Turn the material, starting at the line containing "target: church dome" and ending at the line containing "[155,122,180,146]", into a Markdown table with the columns "Row" and "Entry", one line per row and blank lines omitted. Leave the pictures out of the answer.

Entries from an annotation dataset
·····
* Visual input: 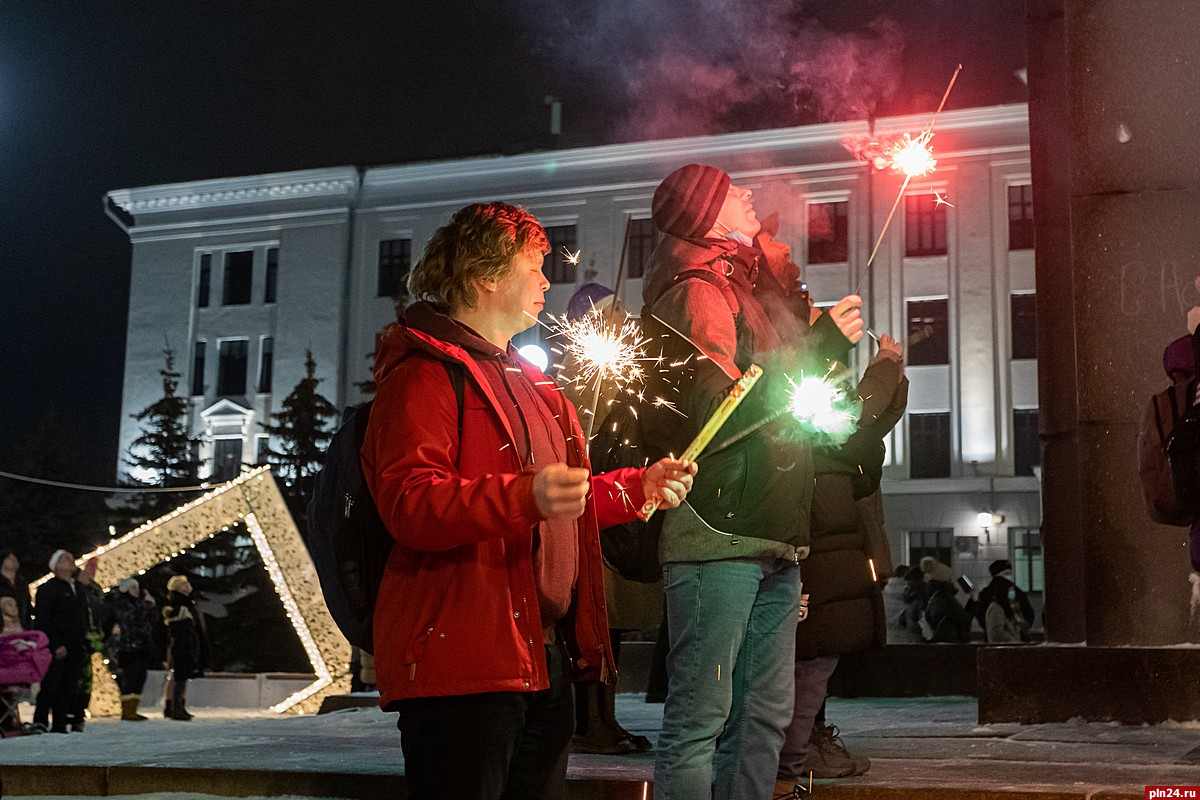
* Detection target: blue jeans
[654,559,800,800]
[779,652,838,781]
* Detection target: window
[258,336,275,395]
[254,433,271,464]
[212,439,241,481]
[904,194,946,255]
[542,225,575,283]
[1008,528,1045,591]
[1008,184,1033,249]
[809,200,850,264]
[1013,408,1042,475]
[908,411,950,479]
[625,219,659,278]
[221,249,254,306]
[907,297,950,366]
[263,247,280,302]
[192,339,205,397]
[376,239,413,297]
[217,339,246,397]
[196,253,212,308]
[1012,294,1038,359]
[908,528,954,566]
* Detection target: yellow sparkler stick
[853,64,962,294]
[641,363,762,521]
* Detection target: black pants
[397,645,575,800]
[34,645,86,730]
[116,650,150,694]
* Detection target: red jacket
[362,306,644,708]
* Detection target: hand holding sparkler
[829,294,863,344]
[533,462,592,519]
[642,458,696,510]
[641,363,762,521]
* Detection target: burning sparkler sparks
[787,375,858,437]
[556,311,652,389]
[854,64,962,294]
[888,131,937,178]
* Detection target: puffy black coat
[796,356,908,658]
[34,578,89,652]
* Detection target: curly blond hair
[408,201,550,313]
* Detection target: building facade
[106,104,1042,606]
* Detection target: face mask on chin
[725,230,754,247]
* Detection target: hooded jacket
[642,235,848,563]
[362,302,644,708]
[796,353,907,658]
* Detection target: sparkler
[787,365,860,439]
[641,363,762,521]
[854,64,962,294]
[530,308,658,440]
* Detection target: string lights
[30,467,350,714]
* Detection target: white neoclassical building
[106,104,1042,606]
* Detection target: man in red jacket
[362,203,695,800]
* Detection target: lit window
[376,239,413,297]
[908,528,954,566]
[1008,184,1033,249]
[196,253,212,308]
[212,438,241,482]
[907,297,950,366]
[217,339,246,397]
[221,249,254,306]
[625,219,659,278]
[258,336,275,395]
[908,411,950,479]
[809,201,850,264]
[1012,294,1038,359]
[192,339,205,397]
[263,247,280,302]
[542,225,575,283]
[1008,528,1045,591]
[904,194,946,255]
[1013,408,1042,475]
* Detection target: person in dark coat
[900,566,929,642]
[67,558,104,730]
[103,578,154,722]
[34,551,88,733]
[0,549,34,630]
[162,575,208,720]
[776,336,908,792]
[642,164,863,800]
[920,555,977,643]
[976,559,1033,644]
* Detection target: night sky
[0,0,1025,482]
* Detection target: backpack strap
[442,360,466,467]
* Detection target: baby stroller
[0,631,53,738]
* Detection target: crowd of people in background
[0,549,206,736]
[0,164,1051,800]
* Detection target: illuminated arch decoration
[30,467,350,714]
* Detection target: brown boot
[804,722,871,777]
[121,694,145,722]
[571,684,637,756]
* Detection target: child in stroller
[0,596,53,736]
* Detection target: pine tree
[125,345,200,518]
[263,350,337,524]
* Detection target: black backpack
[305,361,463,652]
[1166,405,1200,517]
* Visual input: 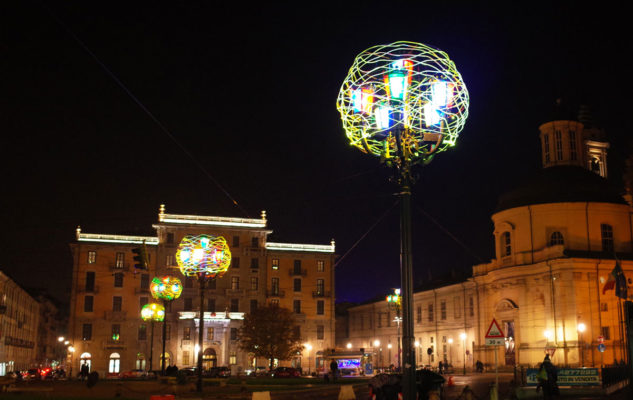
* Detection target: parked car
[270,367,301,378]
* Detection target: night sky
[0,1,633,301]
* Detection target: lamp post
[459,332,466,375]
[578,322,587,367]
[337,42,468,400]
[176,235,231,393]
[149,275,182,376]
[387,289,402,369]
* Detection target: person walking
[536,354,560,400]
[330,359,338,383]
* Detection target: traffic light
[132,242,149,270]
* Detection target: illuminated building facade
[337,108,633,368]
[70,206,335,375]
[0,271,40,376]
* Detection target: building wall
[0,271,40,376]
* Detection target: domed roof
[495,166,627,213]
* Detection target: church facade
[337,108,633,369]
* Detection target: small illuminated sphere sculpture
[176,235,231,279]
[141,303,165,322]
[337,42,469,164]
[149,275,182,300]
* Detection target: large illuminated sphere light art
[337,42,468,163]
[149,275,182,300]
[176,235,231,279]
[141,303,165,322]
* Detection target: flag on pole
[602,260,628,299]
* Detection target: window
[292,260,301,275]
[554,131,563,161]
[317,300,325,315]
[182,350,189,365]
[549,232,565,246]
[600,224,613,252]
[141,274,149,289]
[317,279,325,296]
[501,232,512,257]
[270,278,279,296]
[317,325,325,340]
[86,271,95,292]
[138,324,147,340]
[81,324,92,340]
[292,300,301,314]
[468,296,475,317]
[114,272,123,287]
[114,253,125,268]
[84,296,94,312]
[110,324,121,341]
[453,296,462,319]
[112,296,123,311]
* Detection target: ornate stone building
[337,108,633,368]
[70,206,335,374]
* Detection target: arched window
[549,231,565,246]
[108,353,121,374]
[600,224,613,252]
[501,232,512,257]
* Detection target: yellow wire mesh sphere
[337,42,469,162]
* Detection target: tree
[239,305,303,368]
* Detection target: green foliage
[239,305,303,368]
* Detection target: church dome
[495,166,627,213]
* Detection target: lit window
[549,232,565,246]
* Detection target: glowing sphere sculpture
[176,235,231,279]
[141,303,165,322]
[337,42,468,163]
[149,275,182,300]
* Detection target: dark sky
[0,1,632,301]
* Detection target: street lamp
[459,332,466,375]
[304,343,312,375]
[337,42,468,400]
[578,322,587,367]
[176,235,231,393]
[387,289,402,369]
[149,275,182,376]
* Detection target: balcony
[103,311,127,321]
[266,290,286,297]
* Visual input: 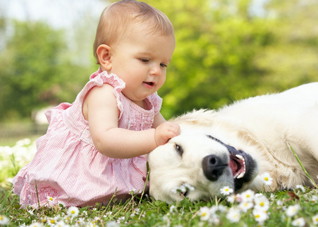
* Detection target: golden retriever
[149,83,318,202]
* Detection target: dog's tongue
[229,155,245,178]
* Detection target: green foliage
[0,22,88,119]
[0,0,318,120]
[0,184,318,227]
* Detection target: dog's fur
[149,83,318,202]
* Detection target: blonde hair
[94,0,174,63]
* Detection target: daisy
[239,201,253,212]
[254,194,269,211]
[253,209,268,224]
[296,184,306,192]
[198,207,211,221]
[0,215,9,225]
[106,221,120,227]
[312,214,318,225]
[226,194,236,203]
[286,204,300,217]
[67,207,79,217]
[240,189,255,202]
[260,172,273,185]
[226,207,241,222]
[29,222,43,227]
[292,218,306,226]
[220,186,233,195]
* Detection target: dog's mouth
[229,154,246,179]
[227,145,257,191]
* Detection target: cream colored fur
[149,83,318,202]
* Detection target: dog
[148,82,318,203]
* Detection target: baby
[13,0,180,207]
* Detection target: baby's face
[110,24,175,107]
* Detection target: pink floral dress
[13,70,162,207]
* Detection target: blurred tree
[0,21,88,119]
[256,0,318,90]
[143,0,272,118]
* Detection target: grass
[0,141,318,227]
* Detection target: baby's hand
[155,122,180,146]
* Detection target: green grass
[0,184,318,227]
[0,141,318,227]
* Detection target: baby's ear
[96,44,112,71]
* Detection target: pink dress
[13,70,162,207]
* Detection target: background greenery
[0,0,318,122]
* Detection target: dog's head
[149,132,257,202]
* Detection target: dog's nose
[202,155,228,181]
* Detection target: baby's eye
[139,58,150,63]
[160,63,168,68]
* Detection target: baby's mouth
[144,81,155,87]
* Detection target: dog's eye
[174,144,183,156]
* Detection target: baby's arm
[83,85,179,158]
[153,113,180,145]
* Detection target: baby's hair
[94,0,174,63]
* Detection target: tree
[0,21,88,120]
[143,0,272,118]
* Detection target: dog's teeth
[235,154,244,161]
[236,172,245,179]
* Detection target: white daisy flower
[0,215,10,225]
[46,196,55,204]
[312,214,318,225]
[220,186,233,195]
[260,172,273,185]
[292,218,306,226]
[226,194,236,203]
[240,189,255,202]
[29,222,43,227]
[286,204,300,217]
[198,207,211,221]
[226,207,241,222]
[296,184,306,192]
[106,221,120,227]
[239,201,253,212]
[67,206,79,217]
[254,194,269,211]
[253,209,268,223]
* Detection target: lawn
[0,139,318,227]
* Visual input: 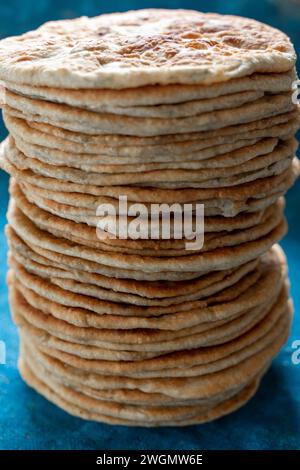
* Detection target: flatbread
·····
■ Task answer
| Row | Entry |
|---|---|
| 1 | * Detection target: church dome |
| 2 | [495,166,627,213] |
| 3 | * Detection target: lit window |
| 4 | [549,232,565,246] |
| 5 | * Detection target: glowing sphere sculpture |
| 6 | [176,235,231,279] |
| 7 | [141,303,165,322] |
| 8 | [337,42,468,163] |
| 9 | [149,275,182,300] |
| 10 | * Detection target: dark sky |
| 11 | [0,1,632,301] |
| 12 | * Detection target: street lamp |
| 13 | [459,332,466,375] |
| 14 | [304,343,312,375] |
| 15 | [337,42,468,400] |
| 16 | [578,322,587,367] |
| 17 | [176,235,231,393] |
| 18 | [387,289,402,369] |
| 19 | [149,275,182,376] |
| 20 | * Detection target: balcony |
| 21 | [103,311,127,321] |
| 22 | [266,290,286,297] |
| 23 | * Visual input:  |
| 24 | * Detection target: golden retriever |
| 25 | [149,83,318,202] |
| 26 | * Detection target: dog's tongue |
| 27 | [229,155,245,178] |
| 28 | * Detection target: green foliage |
| 29 | [0,22,88,119] |
| 30 | [0,0,318,120] |
| 31 | [0,184,318,227] |
| 32 | * Detection target: dog's fur |
| 33 | [149,83,318,202] |
| 34 | * Detection target: blonde hair |
| 35 | [94,0,174,63] |
| 36 | * Detection target: daisy |
| 37 | [239,201,253,212] |
| 38 | [254,194,269,211] |
| 39 | [253,209,268,224] |
| 40 | [296,184,306,192] |
| 41 | [198,207,211,221] |
| 42 | [0,215,9,225] |
| 43 | [106,221,120,227] |
| 44 | [312,214,318,225] |
| 45 | [226,194,236,203] |
| 46 | [286,204,300,217] |
| 47 | [67,207,79,217] |
| 48 | [240,189,255,202] |
| 49 | [260,172,273,185] |
| 50 | [226,207,241,222] |
| 51 | [29,222,43,227] |
| 52 | [292,218,306,226] |
| 53 | [220,186,233,195] |
| 54 | * Detection target: dog's mouth |
| 55 | [229,154,246,179] |
| 56 | [227,145,257,191] |
| 57 | * Detection target: cream colored fur |
| 58 | [149,83,318,202] |
| 59 | * Detection target: dog |
| 60 | [148,82,318,203] |
| 61 | * Detection target: baby |
| 62 | [13,0,180,207] |
| 63 | * Detection target: baby's face |
| 64 | [110,24,175,107] |
| 65 | * Detection target: pink floral dress |
| 66 | [13,70,162,207] |
| 67 | * Detection target: blurred tree |
| 68 | [0,21,88,119] |
| 69 | [256,0,318,90] |
| 70 | [143,0,272,118] |
| 71 | * Detection target: grass |
| 72 | [0,141,318,227] |
| 73 | * Detection target: baby's hand |
| 74 | [155,122,180,146] |